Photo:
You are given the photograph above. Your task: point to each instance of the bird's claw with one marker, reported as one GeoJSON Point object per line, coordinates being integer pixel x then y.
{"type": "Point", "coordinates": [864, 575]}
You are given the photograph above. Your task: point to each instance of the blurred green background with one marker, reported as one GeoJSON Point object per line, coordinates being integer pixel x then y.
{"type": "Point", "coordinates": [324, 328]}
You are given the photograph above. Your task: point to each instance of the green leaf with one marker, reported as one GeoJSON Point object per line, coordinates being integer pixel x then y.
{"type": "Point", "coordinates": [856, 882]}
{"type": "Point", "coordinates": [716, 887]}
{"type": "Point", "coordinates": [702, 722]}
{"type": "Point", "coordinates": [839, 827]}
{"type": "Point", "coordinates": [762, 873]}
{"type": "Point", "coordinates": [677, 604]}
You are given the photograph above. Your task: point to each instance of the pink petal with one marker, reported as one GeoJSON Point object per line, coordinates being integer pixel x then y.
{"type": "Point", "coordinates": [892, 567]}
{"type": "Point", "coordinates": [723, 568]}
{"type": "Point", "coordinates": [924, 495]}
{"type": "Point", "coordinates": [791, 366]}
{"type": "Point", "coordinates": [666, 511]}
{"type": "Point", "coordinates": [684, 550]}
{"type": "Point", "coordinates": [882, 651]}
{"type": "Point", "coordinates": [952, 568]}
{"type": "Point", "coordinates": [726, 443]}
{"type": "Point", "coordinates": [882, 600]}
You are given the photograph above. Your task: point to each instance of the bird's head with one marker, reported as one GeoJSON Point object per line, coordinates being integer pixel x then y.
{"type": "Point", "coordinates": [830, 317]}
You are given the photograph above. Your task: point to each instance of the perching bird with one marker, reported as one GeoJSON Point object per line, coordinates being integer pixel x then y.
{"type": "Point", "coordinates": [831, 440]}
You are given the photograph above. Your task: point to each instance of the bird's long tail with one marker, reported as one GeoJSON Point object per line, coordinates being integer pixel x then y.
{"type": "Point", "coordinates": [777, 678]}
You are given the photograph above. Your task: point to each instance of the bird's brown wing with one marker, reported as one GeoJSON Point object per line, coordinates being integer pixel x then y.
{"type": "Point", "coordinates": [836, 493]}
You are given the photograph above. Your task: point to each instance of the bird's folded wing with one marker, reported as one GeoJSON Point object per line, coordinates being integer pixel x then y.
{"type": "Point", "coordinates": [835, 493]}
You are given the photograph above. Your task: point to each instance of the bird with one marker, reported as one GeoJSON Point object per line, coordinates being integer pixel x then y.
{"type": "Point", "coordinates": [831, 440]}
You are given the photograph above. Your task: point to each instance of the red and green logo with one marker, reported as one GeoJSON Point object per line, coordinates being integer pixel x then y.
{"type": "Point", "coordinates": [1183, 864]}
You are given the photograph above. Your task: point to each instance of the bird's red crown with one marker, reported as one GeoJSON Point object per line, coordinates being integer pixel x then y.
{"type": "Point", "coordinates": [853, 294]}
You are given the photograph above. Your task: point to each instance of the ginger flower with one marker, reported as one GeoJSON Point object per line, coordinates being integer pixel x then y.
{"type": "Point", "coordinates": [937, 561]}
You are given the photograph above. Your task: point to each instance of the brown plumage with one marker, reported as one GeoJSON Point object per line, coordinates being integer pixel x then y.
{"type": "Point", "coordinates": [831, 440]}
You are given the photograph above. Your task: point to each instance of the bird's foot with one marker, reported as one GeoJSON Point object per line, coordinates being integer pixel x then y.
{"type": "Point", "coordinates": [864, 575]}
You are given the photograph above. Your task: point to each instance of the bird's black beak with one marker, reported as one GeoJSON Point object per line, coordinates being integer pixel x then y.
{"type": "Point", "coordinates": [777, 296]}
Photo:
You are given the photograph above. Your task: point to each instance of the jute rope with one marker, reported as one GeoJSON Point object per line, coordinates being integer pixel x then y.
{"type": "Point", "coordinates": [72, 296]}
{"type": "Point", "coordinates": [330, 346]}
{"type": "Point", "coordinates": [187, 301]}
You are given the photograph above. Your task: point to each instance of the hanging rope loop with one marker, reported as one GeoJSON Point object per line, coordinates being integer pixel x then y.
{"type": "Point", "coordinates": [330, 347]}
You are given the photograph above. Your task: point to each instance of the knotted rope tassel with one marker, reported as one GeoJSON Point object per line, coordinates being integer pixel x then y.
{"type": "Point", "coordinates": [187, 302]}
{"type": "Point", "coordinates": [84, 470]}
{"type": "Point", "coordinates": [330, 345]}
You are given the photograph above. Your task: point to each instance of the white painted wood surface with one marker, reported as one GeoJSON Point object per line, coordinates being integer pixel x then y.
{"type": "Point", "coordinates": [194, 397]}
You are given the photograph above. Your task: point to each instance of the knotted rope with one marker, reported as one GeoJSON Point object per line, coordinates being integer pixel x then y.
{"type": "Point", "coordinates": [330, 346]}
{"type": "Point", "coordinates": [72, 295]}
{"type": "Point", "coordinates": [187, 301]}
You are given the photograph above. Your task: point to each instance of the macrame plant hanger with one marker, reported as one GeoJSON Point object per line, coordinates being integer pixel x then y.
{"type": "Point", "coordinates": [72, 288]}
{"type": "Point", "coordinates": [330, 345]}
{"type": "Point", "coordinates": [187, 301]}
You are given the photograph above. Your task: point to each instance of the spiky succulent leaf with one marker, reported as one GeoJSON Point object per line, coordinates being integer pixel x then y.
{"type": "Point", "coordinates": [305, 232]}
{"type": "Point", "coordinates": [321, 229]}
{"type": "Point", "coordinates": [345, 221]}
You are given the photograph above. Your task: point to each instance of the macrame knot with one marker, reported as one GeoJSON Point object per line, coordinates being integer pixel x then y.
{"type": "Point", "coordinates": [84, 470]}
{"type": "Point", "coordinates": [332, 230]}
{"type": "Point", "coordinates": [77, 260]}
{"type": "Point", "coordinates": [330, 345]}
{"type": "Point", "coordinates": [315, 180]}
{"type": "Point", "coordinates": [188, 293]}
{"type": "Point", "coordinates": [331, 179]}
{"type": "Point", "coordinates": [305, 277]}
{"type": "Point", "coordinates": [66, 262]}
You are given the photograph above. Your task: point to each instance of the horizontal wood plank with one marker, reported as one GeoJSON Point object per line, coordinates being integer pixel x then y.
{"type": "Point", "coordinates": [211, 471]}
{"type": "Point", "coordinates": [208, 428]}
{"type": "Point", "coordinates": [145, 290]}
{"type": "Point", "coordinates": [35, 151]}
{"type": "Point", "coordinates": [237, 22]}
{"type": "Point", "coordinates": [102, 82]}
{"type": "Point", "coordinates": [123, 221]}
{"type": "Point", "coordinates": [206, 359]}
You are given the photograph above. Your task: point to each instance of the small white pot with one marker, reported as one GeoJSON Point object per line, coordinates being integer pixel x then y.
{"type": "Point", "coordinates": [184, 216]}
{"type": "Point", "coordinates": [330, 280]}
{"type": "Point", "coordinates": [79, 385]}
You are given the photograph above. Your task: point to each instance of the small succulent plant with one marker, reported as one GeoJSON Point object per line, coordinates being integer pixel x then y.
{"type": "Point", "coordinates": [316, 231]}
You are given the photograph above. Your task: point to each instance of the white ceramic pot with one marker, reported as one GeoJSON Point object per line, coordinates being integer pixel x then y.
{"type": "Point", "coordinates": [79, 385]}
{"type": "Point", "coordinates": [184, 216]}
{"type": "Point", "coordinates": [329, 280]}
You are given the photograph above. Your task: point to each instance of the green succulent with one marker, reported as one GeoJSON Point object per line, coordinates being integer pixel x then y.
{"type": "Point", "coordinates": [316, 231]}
# # #
> [Task objective] Go through the listing and copy all of it exactly.

> [Final result]
Photo:
You are given the photograph above. Your task: point to each instance of the bird's claw with one marker, reported as one GeoJSON Point object per line, coordinates being integer pixel x then y.
{"type": "Point", "coordinates": [864, 575]}
You are given the photograph above. Your task: point to each instance of the blurred green background with one marker, reported as one GeoJSON Point object per line, coordinates being integer pixel x then y.
{"type": "Point", "coordinates": [324, 328]}
You are given the photograph above. Your task: point to each instance of the green leaf with one marker, reported as one GeoJSON Point object per line, coordinates being integer pixel x then y.
{"type": "Point", "coordinates": [856, 882]}
{"type": "Point", "coordinates": [716, 887]}
{"type": "Point", "coordinates": [702, 722]}
{"type": "Point", "coordinates": [839, 827]}
{"type": "Point", "coordinates": [762, 873]}
{"type": "Point", "coordinates": [677, 604]}
You are given the photograph above. Your task: point to each instance of the pink petal with one marker, reported as one GeoJSON Point object per line, coordinates being integer pixel x then y.
{"type": "Point", "coordinates": [892, 567]}
{"type": "Point", "coordinates": [723, 568]}
{"type": "Point", "coordinates": [924, 495]}
{"type": "Point", "coordinates": [791, 366]}
{"type": "Point", "coordinates": [666, 511]}
{"type": "Point", "coordinates": [684, 550]}
{"type": "Point", "coordinates": [882, 651]}
{"type": "Point", "coordinates": [952, 568]}
{"type": "Point", "coordinates": [726, 443]}
{"type": "Point", "coordinates": [882, 600]}
You are given the photograph above. Your task: point to each instance of the bird's head with one marker, reported as one GeoJSON Point object per line, coordinates being integer pixel x then y.
{"type": "Point", "coordinates": [830, 317]}
You are given the photograph above. Your task: point to each instance of the perching bird with one marker, reported as one GeoJSON Point object per line, coordinates being integer pixel x then y.
{"type": "Point", "coordinates": [831, 440]}
You are given the photograph above. Your task: point to each instance of the bird's long tail with one marker, reported as one GeoJSON Point object per line, coordinates being integer pixel x then y.
{"type": "Point", "coordinates": [777, 678]}
You are given the photograph above. Your task: point to each instance of the bird's brown wing with one marker, reported as one GeoJSON Point object per line, coordinates being integer pixel x then y.
{"type": "Point", "coordinates": [836, 493]}
You are given the photograph above. Your task: point to each instance of the bird's folded wing with one marker, reported as one GeoJSON Point object per line, coordinates being integer pixel x then y.
{"type": "Point", "coordinates": [835, 493]}
You are given the photograph above. Your task: point to each instance of the bird with one marker, reported as one GeoJSON Point object per line, coordinates being integer pixel x then y.
{"type": "Point", "coordinates": [831, 440]}
You are given the photograph above. Your task: point to each instance of the red and green logo with one marker, reported as one GeoJSON Point object per line, coordinates being integer pixel x then y.
{"type": "Point", "coordinates": [1183, 864]}
You are given the photograph above. Your task: point to each instance of the bird's red crown with one marker, reported as one GeoJSON Point object per line, coordinates being integer pixel x then y.
{"type": "Point", "coordinates": [853, 294]}
You are given the photograph above. Your task: point to each instance of the ginger flower with one marker, reported as one GeoJSON Point object per line, coordinates being integer pixel x then y.
{"type": "Point", "coordinates": [937, 561]}
You are given the photograph above. Your task: point to each instance of the brown plumage with one marker, reported as one GeoJSON Point object per line, coordinates being integer pixel x then y.
{"type": "Point", "coordinates": [831, 440]}
You are given the photograph above. Your task: point to each instance of the bird's foot with one marker, reported as one GeoJSON Point object per line, coordinates being integer pixel x then y.
{"type": "Point", "coordinates": [864, 575]}
You are given the photograph above. Your task: point to each instance of the bird's black beak with one marker, reported as one GeoJSON Point object per line, coordinates being integer pixel x then y.
{"type": "Point", "coordinates": [777, 296]}
Photo:
You are given the photograph above. Your task: point to each instance of the jute rope with one marker, reported as one GeoJSON Point object per line, coordinates being integer pixel x then y.
{"type": "Point", "coordinates": [72, 296]}
{"type": "Point", "coordinates": [330, 346]}
{"type": "Point", "coordinates": [187, 301]}
You are given the photograph above. Your task: point to each instance of the hanging rope loop with one marker, reported as one GeoJSON Point object per line, coordinates being integer pixel x then y.
{"type": "Point", "coordinates": [330, 347]}
You are given the photograph above. Your task: point to each instance of the knotted rope tassel with one marker, reported as one GeoJSON Point object per line, coordinates being integer pixel x then y.
{"type": "Point", "coordinates": [187, 302]}
{"type": "Point", "coordinates": [84, 470]}
{"type": "Point", "coordinates": [330, 345]}
You are given the photograph above. Your task: point to each instance of the white painted wood surface with one marker, reported as one GeoJSON Point object per line, coordinates being integer pixel x then y.
{"type": "Point", "coordinates": [194, 397]}
You are given the photograph above. Your task: point to each instance of the knotted rope with one marker, reported as one GeoJSON Point object per line, coordinates being integer pixel x then y.
{"type": "Point", "coordinates": [330, 346]}
{"type": "Point", "coordinates": [72, 295]}
{"type": "Point", "coordinates": [187, 301]}
You are given the photograph above. Your task: point to each instance of the macrame plant hanger with one marker, reported as one GeoJSON Point object per line, coordinates being integer pixel x then y.
{"type": "Point", "coordinates": [72, 288]}
{"type": "Point", "coordinates": [330, 345]}
{"type": "Point", "coordinates": [187, 301]}
You are given the photograph above. Your task: point to each instance of the spiky succulent leaf with one marker, reported as one GeoJSON Point object per line, coordinates being integer pixel x then y.
{"type": "Point", "coordinates": [305, 232]}
{"type": "Point", "coordinates": [321, 229]}
{"type": "Point", "coordinates": [345, 221]}
You are given the photograph above. Your task: point to each instance of the macrame knot with one marker, reported as one GeoJSON Point object per line, coordinates being integer pixel x then y.
{"type": "Point", "coordinates": [84, 470]}
{"type": "Point", "coordinates": [332, 230]}
{"type": "Point", "coordinates": [77, 260]}
{"type": "Point", "coordinates": [330, 345]}
{"type": "Point", "coordinates": [315, 180]}
{"type": "Point", "coordinates": [188, 293]}
{"type": "Point", "coordinates": [331, 179]}
{"type": "Point", "coordinates": [305, 277]}
{"type": "Point", "coordinates": [66, 262]}
You are given the photograph above. Your task: point to each instance of the horizontal wood plank with one marker, reported as one GeoJSON Point object per line, coordinates being integer pixel x then y.
{"type": "Point", "coordinates": [211, 471]}
{"type": "Point", "coordinates": [208, 428]}
{"type": "Point", "coordinates": [145, 290]}
{"type": "Point", "coordinates": [35, 151]}
{"type": "Point", "coordinates": [237, 22]}
{"type": "Point", "coordinates": [102, 82]}
{"type": "Point", "coordinates": [123, 221]}
{"type": "Point", "coordinates": [206, 359]}
You are given the photograph above. Your task: point to each instance of the small white pot with one marker, reported as one GeoJSON Point object per line, coordinates being integer pixel x then y.
{"type": "Point", "coordinates": [184, 216]}
{"type": "Point", "coordinates": [330, 280]}
{"type": "Point", "coordinates": [79, 385]}
You are given the photograph above. Your task: point to each instance of the small succulent plant with one marker, reported as one GeoJSON Point object per line, coordinates being integer pixel x then y.
{"type": "Point", "coordinates": [316, 231]}
You are given the photograph above. Your task: point to each instance of the white ceramic pot with one marker, reported as one GeoJSON Point object per line, coordinates being integer pixel x then y.
{"type": "Point", "coordinates": [79, 385]}
{"type": "Point", "coordinates": [184, 216]}
{"type": "Point", "coordinates": [329, 280]}
You are given the photograph above. Your task: point to each instance of the green succulent with one marker, reported as one GeoJSON Point object per line, coordinates being integer pixel x then y.
{"type": "Point", "coordinates": [316, 231]}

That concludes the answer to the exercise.